> [AIM]:
Locate the line that contains "For every instance of the white window", then copy it and all later lines of the data below exactly, through the last one.

> [Stored records]:
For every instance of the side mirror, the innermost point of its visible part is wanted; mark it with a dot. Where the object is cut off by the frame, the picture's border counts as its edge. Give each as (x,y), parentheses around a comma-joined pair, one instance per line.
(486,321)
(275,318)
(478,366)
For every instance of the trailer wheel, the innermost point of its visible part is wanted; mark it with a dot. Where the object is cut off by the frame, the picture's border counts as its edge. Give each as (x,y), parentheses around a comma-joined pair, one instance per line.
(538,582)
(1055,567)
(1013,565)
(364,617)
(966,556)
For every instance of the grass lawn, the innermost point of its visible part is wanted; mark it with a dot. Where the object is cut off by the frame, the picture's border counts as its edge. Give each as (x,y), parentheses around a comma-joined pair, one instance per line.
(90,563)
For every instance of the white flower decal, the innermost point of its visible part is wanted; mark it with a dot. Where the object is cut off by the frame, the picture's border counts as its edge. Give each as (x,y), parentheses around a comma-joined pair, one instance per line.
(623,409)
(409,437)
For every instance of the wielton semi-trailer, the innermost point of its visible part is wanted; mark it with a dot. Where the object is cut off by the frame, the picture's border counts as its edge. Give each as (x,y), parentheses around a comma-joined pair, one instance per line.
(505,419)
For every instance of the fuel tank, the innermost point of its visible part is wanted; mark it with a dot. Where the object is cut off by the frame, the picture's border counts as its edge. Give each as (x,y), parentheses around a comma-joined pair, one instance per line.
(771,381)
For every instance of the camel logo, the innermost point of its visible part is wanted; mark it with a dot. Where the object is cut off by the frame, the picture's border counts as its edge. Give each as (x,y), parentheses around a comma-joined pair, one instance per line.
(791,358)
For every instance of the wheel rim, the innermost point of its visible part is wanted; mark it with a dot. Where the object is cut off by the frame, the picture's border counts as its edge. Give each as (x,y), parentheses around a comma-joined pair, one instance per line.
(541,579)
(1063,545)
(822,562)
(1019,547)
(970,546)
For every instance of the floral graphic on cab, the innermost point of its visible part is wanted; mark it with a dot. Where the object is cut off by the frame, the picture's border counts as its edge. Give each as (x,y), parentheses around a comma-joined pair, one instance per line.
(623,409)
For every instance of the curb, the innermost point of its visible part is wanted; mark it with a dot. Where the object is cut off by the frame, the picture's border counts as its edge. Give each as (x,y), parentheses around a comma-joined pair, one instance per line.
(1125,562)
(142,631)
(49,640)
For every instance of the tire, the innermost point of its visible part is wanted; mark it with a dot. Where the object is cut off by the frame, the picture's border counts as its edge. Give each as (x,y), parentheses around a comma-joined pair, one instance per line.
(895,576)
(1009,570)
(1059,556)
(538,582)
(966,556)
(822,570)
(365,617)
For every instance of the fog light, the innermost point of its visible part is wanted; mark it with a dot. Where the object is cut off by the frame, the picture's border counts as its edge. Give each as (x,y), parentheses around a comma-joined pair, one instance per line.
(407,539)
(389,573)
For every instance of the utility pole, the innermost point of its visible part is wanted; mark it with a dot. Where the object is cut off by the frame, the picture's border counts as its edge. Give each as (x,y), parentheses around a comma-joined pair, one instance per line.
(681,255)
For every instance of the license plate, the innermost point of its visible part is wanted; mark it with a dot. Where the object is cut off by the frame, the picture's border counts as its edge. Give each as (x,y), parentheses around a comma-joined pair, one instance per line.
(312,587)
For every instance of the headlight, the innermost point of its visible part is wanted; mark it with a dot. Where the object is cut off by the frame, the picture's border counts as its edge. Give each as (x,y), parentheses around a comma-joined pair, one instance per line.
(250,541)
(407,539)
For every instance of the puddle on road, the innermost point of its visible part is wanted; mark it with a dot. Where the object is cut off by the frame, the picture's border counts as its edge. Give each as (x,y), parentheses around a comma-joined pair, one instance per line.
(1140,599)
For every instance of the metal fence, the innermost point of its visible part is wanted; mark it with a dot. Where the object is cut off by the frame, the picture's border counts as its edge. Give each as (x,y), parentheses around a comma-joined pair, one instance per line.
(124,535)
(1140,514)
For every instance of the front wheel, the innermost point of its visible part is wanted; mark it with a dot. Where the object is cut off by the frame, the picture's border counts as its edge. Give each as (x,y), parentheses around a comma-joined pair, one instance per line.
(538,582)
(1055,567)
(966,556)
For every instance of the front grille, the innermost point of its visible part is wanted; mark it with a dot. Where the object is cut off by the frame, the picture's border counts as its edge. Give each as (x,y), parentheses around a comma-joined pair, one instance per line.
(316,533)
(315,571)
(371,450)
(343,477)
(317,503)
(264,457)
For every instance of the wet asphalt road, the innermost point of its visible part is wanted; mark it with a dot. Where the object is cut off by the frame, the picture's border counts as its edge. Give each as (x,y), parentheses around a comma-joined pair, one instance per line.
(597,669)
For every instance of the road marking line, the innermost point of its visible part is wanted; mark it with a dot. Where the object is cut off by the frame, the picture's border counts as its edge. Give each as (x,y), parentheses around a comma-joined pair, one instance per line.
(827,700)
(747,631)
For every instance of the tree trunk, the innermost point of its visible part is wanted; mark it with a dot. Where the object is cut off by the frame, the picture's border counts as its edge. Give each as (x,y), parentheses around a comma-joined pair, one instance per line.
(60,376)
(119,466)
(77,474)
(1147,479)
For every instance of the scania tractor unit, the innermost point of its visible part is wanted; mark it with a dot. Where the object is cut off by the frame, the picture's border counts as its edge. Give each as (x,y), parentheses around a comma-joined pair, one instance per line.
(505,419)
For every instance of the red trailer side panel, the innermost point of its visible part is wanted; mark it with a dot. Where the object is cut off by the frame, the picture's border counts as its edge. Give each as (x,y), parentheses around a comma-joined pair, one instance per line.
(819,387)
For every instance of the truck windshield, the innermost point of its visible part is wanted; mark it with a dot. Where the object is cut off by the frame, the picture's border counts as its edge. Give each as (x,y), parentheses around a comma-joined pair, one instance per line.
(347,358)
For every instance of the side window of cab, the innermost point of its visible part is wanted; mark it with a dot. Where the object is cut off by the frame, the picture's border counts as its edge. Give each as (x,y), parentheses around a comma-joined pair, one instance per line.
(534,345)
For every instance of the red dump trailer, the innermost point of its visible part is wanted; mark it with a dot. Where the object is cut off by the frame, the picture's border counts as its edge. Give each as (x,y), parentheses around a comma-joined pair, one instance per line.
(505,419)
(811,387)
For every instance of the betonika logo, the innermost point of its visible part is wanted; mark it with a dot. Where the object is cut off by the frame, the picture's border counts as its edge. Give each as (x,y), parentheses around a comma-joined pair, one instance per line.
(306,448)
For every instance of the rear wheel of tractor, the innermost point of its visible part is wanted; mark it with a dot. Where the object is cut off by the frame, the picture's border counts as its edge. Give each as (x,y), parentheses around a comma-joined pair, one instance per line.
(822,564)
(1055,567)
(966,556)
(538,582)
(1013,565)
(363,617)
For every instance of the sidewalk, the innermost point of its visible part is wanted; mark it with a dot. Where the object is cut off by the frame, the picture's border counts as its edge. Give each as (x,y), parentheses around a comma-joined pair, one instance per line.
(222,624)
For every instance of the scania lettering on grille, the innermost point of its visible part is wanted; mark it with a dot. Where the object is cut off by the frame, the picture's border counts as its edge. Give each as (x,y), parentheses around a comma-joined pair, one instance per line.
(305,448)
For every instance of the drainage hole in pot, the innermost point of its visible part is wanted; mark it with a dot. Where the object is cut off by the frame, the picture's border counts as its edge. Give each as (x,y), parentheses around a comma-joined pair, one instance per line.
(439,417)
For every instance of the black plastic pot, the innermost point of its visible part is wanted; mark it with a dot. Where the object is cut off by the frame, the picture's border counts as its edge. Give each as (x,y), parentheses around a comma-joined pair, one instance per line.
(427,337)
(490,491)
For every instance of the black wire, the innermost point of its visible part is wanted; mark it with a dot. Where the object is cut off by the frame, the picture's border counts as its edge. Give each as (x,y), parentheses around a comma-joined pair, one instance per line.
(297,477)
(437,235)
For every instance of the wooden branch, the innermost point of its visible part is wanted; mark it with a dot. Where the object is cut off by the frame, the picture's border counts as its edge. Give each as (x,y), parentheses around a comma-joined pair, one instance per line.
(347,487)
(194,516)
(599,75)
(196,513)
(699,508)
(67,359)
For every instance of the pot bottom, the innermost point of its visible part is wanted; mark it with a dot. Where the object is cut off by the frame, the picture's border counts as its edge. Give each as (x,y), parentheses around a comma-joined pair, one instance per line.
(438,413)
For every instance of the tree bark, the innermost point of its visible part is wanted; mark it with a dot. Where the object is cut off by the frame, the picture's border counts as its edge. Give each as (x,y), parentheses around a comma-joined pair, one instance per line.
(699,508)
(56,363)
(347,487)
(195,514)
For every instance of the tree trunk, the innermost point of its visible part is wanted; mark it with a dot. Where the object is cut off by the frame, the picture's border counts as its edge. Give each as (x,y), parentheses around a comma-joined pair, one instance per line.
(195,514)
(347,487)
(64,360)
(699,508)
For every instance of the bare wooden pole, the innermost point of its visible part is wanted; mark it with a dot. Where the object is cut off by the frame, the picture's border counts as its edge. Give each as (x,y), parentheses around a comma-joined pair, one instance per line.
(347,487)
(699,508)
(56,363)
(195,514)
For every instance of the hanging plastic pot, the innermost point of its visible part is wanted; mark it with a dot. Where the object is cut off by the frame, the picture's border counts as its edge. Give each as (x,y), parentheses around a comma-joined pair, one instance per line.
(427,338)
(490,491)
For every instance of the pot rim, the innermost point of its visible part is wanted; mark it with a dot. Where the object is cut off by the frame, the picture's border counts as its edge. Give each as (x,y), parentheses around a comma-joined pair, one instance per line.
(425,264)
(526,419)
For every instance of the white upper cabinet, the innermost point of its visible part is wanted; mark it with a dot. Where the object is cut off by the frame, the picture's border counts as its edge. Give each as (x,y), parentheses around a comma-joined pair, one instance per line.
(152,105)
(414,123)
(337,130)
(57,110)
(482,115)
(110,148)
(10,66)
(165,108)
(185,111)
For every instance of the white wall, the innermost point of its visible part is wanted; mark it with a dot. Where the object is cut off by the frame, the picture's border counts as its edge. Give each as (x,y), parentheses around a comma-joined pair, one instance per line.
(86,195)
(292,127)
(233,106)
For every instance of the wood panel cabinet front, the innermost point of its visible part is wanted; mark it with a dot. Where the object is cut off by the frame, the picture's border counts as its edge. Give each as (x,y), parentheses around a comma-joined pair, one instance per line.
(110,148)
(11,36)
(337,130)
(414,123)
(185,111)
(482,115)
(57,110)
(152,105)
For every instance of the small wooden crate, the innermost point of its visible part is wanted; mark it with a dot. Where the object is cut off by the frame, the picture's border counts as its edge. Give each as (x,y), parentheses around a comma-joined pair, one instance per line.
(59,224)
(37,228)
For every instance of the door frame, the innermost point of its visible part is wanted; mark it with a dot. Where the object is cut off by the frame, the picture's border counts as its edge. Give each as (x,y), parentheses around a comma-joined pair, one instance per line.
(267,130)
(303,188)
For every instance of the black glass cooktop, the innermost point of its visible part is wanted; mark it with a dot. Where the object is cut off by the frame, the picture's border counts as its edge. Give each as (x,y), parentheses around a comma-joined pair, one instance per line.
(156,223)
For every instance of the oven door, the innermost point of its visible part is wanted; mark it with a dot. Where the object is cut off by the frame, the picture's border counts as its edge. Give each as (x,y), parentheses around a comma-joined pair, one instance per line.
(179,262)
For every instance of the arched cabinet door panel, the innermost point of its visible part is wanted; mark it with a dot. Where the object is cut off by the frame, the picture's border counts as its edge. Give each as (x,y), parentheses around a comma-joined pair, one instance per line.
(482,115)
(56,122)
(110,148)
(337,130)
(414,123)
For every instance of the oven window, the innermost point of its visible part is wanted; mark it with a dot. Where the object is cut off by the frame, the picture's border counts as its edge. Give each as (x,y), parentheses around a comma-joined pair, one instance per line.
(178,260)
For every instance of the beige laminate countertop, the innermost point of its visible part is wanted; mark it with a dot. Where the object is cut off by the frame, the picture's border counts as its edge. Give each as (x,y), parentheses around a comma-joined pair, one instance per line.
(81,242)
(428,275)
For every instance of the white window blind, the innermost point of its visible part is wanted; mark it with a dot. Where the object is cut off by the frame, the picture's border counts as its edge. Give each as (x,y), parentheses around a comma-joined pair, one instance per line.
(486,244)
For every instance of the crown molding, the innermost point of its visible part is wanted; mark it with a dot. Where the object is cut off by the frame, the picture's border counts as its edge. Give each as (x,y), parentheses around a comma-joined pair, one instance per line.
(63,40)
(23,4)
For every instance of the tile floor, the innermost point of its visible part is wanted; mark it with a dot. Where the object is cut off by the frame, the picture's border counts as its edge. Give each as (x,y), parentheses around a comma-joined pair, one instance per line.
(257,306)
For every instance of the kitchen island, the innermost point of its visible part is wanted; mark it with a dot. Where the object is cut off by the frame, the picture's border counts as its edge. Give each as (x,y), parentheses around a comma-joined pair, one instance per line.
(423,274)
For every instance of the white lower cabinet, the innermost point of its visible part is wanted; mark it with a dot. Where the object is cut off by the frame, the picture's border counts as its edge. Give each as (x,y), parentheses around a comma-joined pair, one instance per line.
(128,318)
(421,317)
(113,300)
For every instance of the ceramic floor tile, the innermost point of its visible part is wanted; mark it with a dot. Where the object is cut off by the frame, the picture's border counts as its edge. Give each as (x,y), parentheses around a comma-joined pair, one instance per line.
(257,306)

> [FINISHED TASK]:
For every instance of the white window blind, the innermost point of its visible part is wanted; mark it with a dot. Where the object is cut off by the frame, the picture's border counts as its edge. Give each as (x,y), parentheses around a comma-joined pair, one instance per line.
(486,244)
For every instance of the crown molding, the innermost point of its visible part is wanted; mark it with a dot. Where the object is cut off by the frame, the picture's border counts as its edge. Give each as (x,y), parentheses around a comma-joined pair, one instance per line.
(63,40)
(23,4)
For every instance of the tile floor, the innermost point of its visible part is wanted; mark it with a dot. Where the object is cut off by the frame, the picture's border counts as its edge. Give each as (x,y), parentheses around a comma-joined pair, one instance per line.
(257,306)
For every instance of the kitchen island, the innermost point of its visible part is wanted; mark it with a dot. Where the object is cut off by the frame, the picture's border counts as its edge. Give each as (x,y), parentheses around a comma-joined pair, one instance per line.
(423,274)
For every instance of the white lower cabinet, the innermost point of its visible part is wanted; mark it with a dot. Where the object is cut off by the frame, the picture's border counts as its edge. Give each as (x,y), parentheses around a comma-joined pair, one instance per line.
(128,318)
(421,317)
(113,300)
For every instance of the ceramic floor tile, the innermost point of its visible part is wanted; mark it with a dot. Where the object is cut off by the frame, the picture's border counts as its edge. Give each as (x,y), parentheses around a comma-joined pair, one instance per line.
(257,306)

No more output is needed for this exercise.